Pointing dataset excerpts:
|---|

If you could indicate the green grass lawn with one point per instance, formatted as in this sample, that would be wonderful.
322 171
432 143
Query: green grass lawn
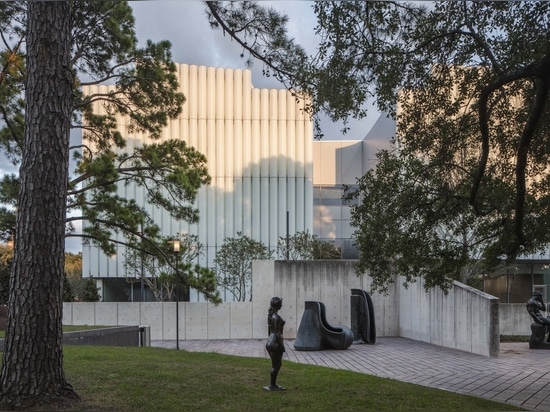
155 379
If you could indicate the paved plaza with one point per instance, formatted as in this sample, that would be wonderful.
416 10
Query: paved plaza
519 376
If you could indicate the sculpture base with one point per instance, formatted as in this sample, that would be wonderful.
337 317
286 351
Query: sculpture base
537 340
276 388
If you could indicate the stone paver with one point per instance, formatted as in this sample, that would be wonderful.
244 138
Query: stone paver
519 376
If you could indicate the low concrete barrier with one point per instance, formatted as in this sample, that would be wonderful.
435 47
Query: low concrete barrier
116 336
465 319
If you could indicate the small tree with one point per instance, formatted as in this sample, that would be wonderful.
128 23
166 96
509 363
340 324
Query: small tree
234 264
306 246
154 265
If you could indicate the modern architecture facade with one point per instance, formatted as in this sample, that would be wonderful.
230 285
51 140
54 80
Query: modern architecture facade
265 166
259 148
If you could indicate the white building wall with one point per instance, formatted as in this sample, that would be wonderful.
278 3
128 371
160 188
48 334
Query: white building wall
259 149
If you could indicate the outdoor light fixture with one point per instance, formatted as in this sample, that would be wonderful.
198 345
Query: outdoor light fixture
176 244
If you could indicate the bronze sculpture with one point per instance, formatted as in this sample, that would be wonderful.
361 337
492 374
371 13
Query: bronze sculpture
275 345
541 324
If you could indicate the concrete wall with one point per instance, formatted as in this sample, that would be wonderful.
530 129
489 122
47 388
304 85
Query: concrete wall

|---|

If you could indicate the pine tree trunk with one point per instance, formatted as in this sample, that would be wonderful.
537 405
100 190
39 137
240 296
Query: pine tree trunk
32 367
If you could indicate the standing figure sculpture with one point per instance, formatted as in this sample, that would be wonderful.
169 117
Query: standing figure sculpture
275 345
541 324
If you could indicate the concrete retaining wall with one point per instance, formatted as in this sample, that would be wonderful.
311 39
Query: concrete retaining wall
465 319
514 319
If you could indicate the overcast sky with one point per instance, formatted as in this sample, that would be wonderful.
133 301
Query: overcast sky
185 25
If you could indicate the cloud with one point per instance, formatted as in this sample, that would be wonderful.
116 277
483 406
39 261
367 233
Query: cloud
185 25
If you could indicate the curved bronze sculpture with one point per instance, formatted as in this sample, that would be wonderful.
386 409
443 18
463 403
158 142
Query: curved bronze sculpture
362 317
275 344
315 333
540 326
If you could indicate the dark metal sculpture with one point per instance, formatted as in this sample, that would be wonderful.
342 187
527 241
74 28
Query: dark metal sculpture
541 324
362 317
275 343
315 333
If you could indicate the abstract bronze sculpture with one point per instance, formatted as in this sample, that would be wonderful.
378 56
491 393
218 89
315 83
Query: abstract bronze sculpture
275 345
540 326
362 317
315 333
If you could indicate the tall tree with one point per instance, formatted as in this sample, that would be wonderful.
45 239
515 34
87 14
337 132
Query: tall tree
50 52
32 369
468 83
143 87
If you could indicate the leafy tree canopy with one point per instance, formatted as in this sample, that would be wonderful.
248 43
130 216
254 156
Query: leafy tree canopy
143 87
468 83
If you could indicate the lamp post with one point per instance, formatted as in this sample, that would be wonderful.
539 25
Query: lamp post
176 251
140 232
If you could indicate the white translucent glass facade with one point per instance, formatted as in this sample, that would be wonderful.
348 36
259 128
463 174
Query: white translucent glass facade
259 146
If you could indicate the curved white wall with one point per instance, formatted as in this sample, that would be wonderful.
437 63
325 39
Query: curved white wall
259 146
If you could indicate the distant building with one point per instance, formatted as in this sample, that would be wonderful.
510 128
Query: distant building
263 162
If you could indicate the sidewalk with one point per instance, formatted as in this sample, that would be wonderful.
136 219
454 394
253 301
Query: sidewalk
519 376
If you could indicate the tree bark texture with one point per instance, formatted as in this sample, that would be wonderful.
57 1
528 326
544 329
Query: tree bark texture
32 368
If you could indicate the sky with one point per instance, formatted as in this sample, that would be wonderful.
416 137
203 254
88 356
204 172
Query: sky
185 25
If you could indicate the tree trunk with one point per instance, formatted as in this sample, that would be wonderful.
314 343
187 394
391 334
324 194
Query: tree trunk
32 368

|---|

Write out the records again from the line with "If you could indicate the bronze" up to and including the line with "Query: concrete wall", requests and all. Raise every coordinate in the answers by 43, and leave the sample numbers in the requests as they are.

• [ANSWER TO THE EXERCISE]:
If you could indicate the bronze sculpture with one point per instance, formatted as in this sample, that would be wonderful.
361 337
492 374
371 13
Query: bronze sculpture
318 388
584 367
If you could indicate the concrete wall with one point per instance, formatted as in this sample, that would be wonderful.
530 129
489 122
47 388
304 85
Query: concrete wall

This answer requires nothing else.